> _REQUIREMENT_: Drop the pictures and repeat exactly from the "white banner with graffiti?" line down to the last line of the entries below.

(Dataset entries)
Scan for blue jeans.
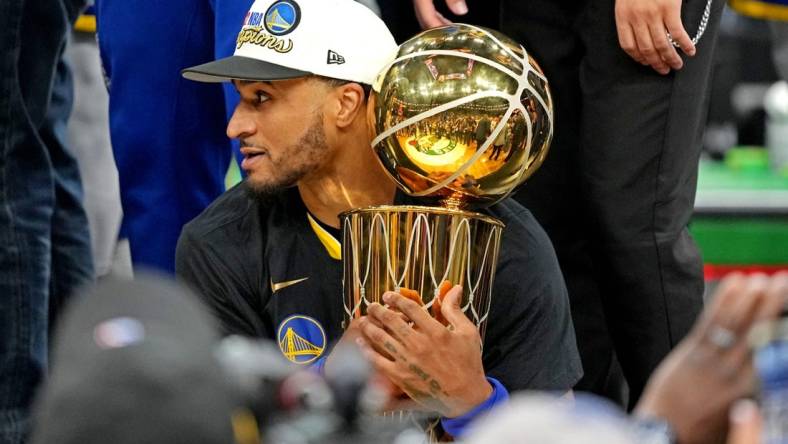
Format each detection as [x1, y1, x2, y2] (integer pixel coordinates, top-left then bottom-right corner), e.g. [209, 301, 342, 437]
[0, 0, 93, 442]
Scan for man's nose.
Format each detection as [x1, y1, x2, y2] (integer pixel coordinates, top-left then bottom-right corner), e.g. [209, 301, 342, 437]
[227, 106, 255, 140]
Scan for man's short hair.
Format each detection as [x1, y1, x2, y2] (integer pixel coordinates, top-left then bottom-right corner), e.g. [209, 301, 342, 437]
[315, 75, 372, 99]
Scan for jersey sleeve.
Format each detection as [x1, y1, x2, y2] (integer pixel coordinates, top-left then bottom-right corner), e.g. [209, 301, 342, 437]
[175, 226, 262, 337]
[481, 208, 583, 392]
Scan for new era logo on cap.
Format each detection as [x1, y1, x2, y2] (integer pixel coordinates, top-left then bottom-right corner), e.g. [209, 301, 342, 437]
[327, 50, 345, 65]
[181, 0, 398, 85]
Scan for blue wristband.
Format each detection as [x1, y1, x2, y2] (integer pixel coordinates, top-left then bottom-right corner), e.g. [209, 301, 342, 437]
[440, 377, 509, 438]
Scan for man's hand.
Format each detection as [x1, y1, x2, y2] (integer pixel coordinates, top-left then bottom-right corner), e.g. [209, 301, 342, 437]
[615, 0, 696, 74]
[356, 285, 492, 418]
[412, 0, 467, 30]
[325, 317, 420, 411]
[634, 272, 788, 444]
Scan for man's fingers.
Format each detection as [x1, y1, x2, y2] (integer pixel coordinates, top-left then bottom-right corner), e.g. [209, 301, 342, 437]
[719, 274, 770, 336]
[413, 0, 450, 29]
[444, 0, 468, 16]
[357, 316, 398, 360]
[633, 22, 668, 74]
[648, 22, 682, 71]
[359, 317, 404, 361]
[440, 285, 471, 330]
[695, 273, 788, 356]
[633, 21, 668, 74]
[664, 12, 695, 56]
[383, 291, 441, 334]
[694, 273, 747, 335]
[617, 22, 643, 64]
[615, 0, 693, 70]
[368, 302, 419, 346]
[356, 337, 398, 373]
[435, 11, 452, 26]
[756, 271, 788, 321]
[367, 306, 409, 326]
[727, 400, 762, 444]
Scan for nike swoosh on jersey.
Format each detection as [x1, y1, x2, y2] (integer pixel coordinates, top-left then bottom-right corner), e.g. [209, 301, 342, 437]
[270, 277, 309, 293]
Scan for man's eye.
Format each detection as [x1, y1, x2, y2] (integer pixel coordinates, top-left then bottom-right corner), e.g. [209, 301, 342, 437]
[255, 92, 270, 104]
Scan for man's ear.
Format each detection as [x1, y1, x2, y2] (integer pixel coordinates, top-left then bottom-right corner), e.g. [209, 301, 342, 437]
[332, 83, 366, 129]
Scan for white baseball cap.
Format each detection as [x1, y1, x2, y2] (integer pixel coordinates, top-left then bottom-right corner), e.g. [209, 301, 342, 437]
[182, 0, 397, 85]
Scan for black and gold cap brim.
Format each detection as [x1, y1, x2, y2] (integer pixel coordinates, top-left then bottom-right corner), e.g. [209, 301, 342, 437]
[181, 55, 311, 83]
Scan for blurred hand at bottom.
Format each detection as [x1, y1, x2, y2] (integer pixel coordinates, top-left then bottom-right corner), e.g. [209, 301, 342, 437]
[635, 272, 788, 444]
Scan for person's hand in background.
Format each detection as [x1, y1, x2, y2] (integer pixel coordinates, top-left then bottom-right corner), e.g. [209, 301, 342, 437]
[635, 273, 788, 444]
[412, 0, 468, 29]
[614, 0, 696, 74]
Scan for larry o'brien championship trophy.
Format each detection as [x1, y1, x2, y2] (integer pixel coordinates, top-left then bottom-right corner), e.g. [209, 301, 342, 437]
[340, 22, 553, 412]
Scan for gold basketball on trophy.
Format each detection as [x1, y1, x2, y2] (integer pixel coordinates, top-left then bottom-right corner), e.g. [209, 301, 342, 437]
[367, 23, 553, 209]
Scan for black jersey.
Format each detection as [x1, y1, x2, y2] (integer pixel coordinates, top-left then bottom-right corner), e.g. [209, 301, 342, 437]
[176, 182, 582, 392]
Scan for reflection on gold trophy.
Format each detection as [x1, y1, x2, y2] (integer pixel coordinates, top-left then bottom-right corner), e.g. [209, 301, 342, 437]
[341, 24, 553, 339]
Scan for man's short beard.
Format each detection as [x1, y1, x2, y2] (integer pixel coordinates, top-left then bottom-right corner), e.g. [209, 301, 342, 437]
[242, 178, 289, 204]
[243, 167, 305, 201]
[244, 112, 329, 202]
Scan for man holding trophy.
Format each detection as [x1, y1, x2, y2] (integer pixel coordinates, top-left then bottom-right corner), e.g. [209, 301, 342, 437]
[176, 0, 581, 437]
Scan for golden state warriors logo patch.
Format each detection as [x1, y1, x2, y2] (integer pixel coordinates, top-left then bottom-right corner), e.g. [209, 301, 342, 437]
[264, 0, 300, 36]
[277, 315, 326, 364]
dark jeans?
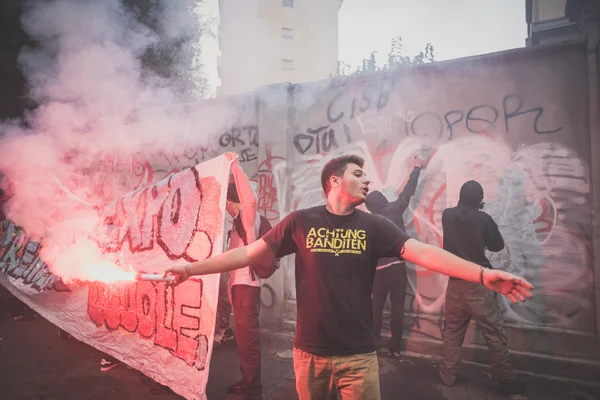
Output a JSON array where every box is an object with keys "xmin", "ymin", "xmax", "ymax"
[
  {"xmin": 232, "ymin": 284, "xmax": 262, "ymax": 394},
  {"xmin": 440, "ymin": 279, "xmax": 515, "ymax": 384},
  {"xmin": 216, "ymin": 272, "xmax": 232, "ymax": 331},
  {"xmin": 372, "ymin": 262, "xmax": 407, "ymax": 353}
]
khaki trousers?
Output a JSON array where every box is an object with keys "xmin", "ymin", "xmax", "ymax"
[{"xmin": 440, "ymin": 279, "xmax": 515, "ymax": 384}]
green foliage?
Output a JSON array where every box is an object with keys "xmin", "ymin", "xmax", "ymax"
[{"xmin": 335, "ymin": 36, "xmax": 435, "ymax": 77}]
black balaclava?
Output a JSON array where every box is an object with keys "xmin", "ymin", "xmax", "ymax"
[
  {"xmin": 365, "ymin": 191, "xmax": 388, "ymax": 214},
  {"xmin": 458, "ymin": 180, "xmax": 484, "ymax": 209}
]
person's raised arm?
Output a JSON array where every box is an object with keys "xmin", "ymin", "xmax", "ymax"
[
  {"xmin": 231, "ymin": 159, "xmax": 257, "ymax": 243},
  {"xmin": 392, "ymin": 158, "xmax": 424, "ymax": 212},
  {"xmin": 164, "ymin": 239, "xmax": 274, "ymax": 285},
  {"xmin": 401, "ymin": 238, "xmax": 533, "ymax": 304}
]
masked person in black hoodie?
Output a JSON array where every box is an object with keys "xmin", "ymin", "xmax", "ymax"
[{"xmin": 439, "ymin": 180, "xmax": 522, "ymax": 395}]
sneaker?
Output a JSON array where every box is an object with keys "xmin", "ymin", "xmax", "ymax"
[
  {"xmin": 216, "ymin": 328, "xmax": 235, "ymax": 345},
  {"xmin": 376, "ymin": 347, "xmax": 389, "ymax": 357},
  {"xmin": 223, "ymin": 328, "xmax": 234, "ymax": 342},
  {"xmin": 100, "ymin": 358, "xmax": 122, "ymax": 372},
  {"xmin": 389, "ymin": 350, "xmax": 403, "ymax": 359},
  {"xmin": 439, "ymin": 370, "xmax": 458, "ymax": 386}
]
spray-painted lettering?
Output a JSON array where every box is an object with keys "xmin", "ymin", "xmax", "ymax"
[
  {"xmin": 219, "ymin": 125, "xmax": 259, "ymax": 148},
  {"xmin": 0, "ymin": 222, "xmax": 69, "ymax": 292},
  {"xmin": 293, "ymin": 124, "xmax": 353, "ymax": 155},
  {"xmin": 88, "ymin": 279, "xmax": 208, "ymax": 369},
  {"xmin": 253, "ymin": 147, "xmax": 285, "ymax": 221},
  {"xmin": 99, "ymin": 169, "xmax": 222, "ymax": 262},
  {"xmin": 398, "ymin": 95, "xmax": 561, "ymax": 140},
  {"xmin": 327, "ymin": 78, "xmax": 396, "ymax": 124}
]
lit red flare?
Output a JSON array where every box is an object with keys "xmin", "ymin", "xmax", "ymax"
[
  {"xmin": 135, "ymin": 273, "xmax": 175, "ymax": 282},
  {"xmin": 78, "ymin": 262, "xmax": 174, "ymax": 283},
  {"xmin": 81, "ymin": 261, "xmax": 135, "ymax": 283}
]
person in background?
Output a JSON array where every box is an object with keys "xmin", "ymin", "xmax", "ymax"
[
  {"xmin": 214, "ymin": 271, "xmax": 234, "ymax": 345},
  {"xmin": 365, "ymin": 154, "xmax": 426, "ymax": 358},
  {"xmin": 164, "ymin": 155, "xmax": 533, "ymax": 400},
  {"xmin": 439, "ymin": 180, "xmax": 523, "ymax": 395},
  {"xmin": 221, "ymin": 166, "xmax": 265, "ymax": 400}
]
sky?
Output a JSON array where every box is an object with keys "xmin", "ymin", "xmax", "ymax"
[
  {"xmin": 198, "ymin": 0, "xmax": 528, "ymax": 94},
  {"xmin": 338, "ymin": 0, "xmax": 527, "ymax": 68}
]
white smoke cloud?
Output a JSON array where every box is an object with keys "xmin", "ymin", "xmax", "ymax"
[{"xmin": 0, "ymin": 0, "xmax": 216, "ymax": 281}]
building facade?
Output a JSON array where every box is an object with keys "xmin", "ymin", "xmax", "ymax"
[
  {"xmin": 216, "ymin": 0, "xmax": 343, "ymax": 96},
  {"xmin": 526, "ymin": 0, "xmax": 580, "ymax": 45}
]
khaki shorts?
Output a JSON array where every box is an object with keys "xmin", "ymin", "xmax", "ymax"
[{"xmin": 293, "ymin": 348, "xmax": 381, "ymax": 400}]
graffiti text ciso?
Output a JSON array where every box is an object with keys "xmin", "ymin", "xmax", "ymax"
[{"xmin": 327, "ymin": 78, "xmax": 396, "ymax": 123}]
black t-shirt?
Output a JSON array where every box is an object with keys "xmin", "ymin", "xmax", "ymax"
[{"xmin": 262, "ymin": 205, "xmax": 411, "ymax": 356}]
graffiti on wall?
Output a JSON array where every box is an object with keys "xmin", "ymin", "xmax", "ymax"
[
  {"xmin": 279, "ymin": 57, "xmax": 592, "ymax": 334},
  {"xmin": 94, "ymin": 123, "xmax": 261, "ymax": 195}
]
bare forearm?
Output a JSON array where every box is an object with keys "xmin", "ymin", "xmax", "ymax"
[
  {"xmin": 417, "ymin": 244, "xmax": 482, "ymax": 282},
  {"xmin": 187, "ymin": 246, "xmax": 251, "ymax": 276}
]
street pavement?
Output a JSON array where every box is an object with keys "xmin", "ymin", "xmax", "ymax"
[{"xmin": 1, "ymin": 288, "xmax": 599, "ymax": 400}]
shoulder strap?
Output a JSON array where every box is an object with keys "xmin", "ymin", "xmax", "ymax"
[{"xmin": 258, "ymin": 215, "xmax": 272, "ymax": 238}]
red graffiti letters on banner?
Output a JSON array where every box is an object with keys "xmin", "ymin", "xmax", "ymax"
[
  {"xmin": 88, "ymin": 167, "xmax": 223, "ymax": 369},
  {"xmin": 88, "ymin": 280, "xmax": 208, "ymax": 369},
  {"xmin": 99, "ymin": 169, "xmax": 222, "ymax": 262}
]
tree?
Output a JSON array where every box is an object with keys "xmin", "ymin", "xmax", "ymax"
[
  {"xmin": 124, "ymin": 0, "xmax": 214, "ymax": 99},
  {"xmin": 0, "ymin": 0, "xmax": 213, "ymax": 122},
  {"xmin": 336, "ymin": 36, "xmax": 435, "ymax": 77}
]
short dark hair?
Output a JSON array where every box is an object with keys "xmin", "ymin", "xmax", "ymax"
[
  {"xmin": 321, "ymin": 154, "xmax": 365, "ymax": 195},
  {"xmin": 226, "ymin": 182, "xmax": 240, "ymax": 203}
]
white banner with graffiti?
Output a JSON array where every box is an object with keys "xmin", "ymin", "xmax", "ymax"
[{"xmin": 0, "ymin": 153, "xmax": 237, "ymax": 400}]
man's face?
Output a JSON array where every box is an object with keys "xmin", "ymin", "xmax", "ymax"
[{"xmin": 335, "ymin": 163, "xmax": 370, "ymax": 205}]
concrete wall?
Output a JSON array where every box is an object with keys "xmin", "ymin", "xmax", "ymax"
[
  {"xmin": 281, "ymin": 43, "xmax": 593, "ymax": 330},
  {"xmin": 255, "ymin": 43, "xmax": 599, "ymax": 378}
]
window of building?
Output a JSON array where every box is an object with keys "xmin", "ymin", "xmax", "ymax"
[
  {"xmin": 282, "ymin": 27, "xmax": 294, "ymax": 39},
  {"xmin": 282, "ymin": 59, "xmax": 294, "ymax": 70},
  {"xmin": 282, "ymin": 0, "xmax": 294, "ymax": 8}
]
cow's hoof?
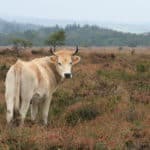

> _WRITTEN ANSWER_:
white banner with graffiti?
Output a JSON array where every box is an object with keys "xmin", "ymin", "xmax", "ymax"
[{"xmin": 0, "ymin": 153, "xmax": 237, "ymax": 400}]
man's face?
Output a JSON array where every box is an object with keys "xmin", "ymin", "xmax", "ymax"
[{"xmin": 335, "ymin": 163, "xmax": 370, "ymax": 205}]
concrete wall?
Output a JSON array where every box is an object with keys "xmin", "ymin", "xmax", "ymax"
[
  {"xmin": 281, "ymin": 43, "xmax": 593, "ymax": 330},
  {"xmin": 255, "ymin": 43, "xmax": 599, "ymax": 378}
]
window of building?
Output a JSON array where every box is an object with keys "xmin", "ymin", "xmax", "ymax"
[
  {"xmin": 282, "ymin": 27, "xmax": 294, "ymax": 39},
  {"xmin": 282, "ymin": 59, "xmax": 294, "ymax": 70},
  {"xmin": 282, "ymin": 0, "xmax": 294, "ymax": 8}
]
cow's hoof?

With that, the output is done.